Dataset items
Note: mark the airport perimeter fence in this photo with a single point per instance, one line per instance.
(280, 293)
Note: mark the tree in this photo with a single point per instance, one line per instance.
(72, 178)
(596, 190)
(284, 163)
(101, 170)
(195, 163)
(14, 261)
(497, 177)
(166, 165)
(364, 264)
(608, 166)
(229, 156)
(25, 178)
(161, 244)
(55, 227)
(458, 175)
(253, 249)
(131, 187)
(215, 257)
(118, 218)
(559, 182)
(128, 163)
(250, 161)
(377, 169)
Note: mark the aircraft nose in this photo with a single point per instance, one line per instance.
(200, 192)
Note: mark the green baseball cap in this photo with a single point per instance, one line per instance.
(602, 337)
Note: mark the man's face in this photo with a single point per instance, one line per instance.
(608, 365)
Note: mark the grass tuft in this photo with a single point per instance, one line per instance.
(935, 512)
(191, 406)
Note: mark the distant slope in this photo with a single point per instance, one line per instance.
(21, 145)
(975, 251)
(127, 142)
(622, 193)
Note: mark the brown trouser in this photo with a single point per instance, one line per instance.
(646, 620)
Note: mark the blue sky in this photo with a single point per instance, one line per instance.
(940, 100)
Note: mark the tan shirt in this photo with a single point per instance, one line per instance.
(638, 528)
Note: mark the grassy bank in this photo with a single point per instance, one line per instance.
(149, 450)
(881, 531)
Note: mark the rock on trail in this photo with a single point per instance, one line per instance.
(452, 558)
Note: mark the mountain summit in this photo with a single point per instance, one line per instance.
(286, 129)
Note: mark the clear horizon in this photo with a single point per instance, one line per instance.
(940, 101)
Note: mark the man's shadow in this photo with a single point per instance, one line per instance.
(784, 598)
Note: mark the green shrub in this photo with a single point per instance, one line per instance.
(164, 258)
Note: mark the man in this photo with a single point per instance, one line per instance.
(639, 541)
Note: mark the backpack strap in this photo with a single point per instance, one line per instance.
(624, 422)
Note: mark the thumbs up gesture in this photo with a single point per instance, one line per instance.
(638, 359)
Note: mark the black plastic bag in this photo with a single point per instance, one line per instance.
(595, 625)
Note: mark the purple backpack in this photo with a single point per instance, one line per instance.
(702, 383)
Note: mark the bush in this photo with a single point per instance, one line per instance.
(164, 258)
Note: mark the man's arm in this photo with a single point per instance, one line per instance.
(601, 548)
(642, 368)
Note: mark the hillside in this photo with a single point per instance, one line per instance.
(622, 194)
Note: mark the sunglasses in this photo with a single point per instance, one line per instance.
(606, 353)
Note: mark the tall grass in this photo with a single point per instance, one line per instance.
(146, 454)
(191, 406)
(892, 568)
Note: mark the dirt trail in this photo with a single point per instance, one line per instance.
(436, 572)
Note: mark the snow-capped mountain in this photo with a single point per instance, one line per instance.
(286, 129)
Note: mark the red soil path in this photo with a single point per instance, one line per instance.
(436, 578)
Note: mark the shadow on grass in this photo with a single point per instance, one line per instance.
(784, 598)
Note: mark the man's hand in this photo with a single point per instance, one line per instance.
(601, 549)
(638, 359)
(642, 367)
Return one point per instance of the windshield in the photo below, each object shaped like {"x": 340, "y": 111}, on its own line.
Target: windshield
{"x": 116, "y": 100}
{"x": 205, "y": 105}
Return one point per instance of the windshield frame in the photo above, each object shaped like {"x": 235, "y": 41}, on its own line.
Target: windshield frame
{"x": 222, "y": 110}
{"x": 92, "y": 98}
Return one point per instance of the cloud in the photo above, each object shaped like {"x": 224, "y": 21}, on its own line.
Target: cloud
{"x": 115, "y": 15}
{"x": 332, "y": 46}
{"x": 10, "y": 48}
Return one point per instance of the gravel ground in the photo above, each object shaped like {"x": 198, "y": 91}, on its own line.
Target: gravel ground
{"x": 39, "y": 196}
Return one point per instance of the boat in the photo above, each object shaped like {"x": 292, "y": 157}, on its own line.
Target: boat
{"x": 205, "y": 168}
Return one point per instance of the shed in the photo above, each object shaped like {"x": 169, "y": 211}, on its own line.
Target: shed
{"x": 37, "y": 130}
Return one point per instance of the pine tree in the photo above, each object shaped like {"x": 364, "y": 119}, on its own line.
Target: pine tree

▶ WHAT TO WORK ON: The full set of records above is to be printed again verbatim.

▶ TASK OUTPUT:
Note: mark the airport perimeter fence in this photo with a single point per instance, one line per instance.
(280, 293)
Note: mark the tree in this photo with a single point per instance, one line per instance.
(72, 178)
(596, 190)
(284, 163)
(101, 170)
(195, 163)
(14, 261)
(497, 177)
(166, 165)
(364, 264)
(608, 166)
(229, 156)
(25, 178)
(161, 244)
(55, 227)
(458, 175)
(253, 249)
(131, 187)
(215, 257)
(118, 218)
(559, 182)
(128, 163)
(250, 161)
(377, 169)
Note: mark the aircraft nose in this photo with a single point per instance, one line per instance.
(200, 192)
Note: mark the green baseball cap in this photo with a single point per instance, one line per instance.
(602, 337)
Note: mark the man's face in this photo with a single point per instance, one line per instance.
(608, 365)
Note: mark the grass tuft in this photo with a single point per instance, one line per instance.
(935, 512)
(191, 406)
Note: mark the distant slope in this photo with a single point per instance, one line per instance.
(21, 145)
(975, 251)
(127, 142)
(622, 193)
Note: mark the brown trouser in this photo with a single point per instance, one line per instance.
(646, 620)
Note: mark the blue sky in this photo with a single point per instance, one line per instance.
(940, 100)
Note: mark the tan shirt in this photo with a single point per instance, one line per instance.
(638, 528)
Note: mark the grassy bank in this photo with a single point per instance, one line per instance.
(149, 450)
(881, 531)
Note: mark the rock on trail in this photo with a single point per instance, one line per instance.
(452, 558)
Note: mark the mountain summit in this photo with a single point per instance, one line per instance.
(286, 129)
Note: mark the clear horizon in this photo with a single point per instance, one line per instance.
(940, 101)
Note: mark the man's shadow in this photo with a single point per instance, one line per instance.
(784, 598)
Note: mark the green shrub in this photo with a single point per instance, one line per instance.
(164, 258)
Note: mark the man in this photo with a single point per instance, one line per instance.
(639, 541)
Note: mark the backpack strap in this photo with a single point per instance, one line per instance.
(624, 422)
Note: mark the thumbs up gesture in this photo with a single point per instance, one line per instance.
(638, 359)
Note: mark the black plastic bag in this photo with a single point per instance, one line per instance.
(595, 625)
Note: mark the purple backpack in this photo with a single point per instance, one line per instance.
(702, 383)
Note: mark the bush in this photo with a single point per instance, one line per instance.
(164, 258)
Note: mark the man's arm in this photo with a single point per instance, one line per instance.
(601, 548)
(642, 368)
Note: mark the hillside in this photo with a single point per instance, one line per instance.
(622, 194)
Note: mark the sunglasses in this photo with a single point per instance, one line per instance.
(606, 353)
Note: mark the tall grass in this photo with a single point per instance, one line per instance.
(146, 454)
(191, 406)
(892, 568)
Note: mark the dirt trail in this photo with a single point per instance, one line per instance.
(436, 572)
Note: mark the snow-capped mountain in this photo with a single point per instance, one line per instance.
(286, 129)
Note: mark the red soil path in this photo with a single point per instance, one line per instance.
(436, 578)
Note: mark the shadow on grass in this photo with a single point per instance, one line per instance.
(784, 598)
Note: mark the man's hand in this photo with a single point per instance, one line per instance.
(601, 549)
(638, 359)
(642, 367)
Return one point per instance of the windshield in the photo below, each object shaped like {"x": 340, "y": 111}, on its own line.
Target: windshield
{"x": 116, "y": 100}
{"x": 205, "y": 105}
Return one point per instance of the windshield frame in the photo above, each object shaped like {"x": 235, "y": 41}, on its own line.
Target: windshield frame
{"x": 222, "y": 110}
{"x": 92, "y": 98}
Return one point per instance of the cloud in the photo above, each object shaped like {"x": 224, "y": 21}, on its own line.
Target: cloud
{"x": 115, "y": 15}
{"x": 332, "y": 46}
{"x": 10, "y": 48}
Return one point per instance of the gravel ground in the photo above, each object shaped like {"x": 198, "y": 91}, on its own line.
Target: gravel ground
{"x": 39, "y": 196}
Return one point per instance of the boat in the photo above, each object shaped like {"x": 292, "y": 157}, on its own line.
Target: boat
{"x": 205, "y": 168}
Return one point per instance of the shed in the photo above, each object shaped like {"x": 169, "y": 211}, on its own line.
Target: shed
{"x": 37, "y": 130}
Return one point per instance of the pine tree in the photo above, each object shaped like {"x": 364, "y": 119}, on its own line.
Target: pine tree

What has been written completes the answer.